• Exercise directions: Could you please find each line in the records that contains the word "tree" and copy it?

• Available data:
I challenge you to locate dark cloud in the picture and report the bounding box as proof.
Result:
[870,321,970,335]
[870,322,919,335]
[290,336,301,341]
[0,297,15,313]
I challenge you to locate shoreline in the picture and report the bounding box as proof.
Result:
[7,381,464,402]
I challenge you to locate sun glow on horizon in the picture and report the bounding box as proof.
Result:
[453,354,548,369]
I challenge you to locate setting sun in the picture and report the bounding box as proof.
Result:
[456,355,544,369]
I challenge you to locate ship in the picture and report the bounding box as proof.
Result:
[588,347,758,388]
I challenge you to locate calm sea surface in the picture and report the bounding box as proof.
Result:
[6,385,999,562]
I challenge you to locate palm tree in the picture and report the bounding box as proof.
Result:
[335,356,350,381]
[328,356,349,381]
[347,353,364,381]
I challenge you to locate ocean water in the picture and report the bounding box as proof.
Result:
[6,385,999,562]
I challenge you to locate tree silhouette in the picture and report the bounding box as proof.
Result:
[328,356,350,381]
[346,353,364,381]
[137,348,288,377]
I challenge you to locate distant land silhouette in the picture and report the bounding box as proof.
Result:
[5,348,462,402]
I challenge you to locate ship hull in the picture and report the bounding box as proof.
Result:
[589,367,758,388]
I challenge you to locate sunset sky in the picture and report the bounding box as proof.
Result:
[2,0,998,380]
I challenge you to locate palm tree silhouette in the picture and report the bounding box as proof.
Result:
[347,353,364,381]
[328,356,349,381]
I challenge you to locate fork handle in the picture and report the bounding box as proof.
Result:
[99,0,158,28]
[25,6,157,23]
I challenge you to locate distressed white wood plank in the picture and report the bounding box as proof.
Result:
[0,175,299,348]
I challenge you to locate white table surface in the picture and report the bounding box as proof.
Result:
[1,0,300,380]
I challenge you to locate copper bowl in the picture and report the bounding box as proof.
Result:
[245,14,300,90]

• Problem solution:
I challenge you to locate palm tree in the picture and report the bounding box as proof.
I challenge you to locate tree silhouette in the picture and report the bounding box as proof.
I challenge you to locate palm tree silhouette in the picture and report the bounding box as proof.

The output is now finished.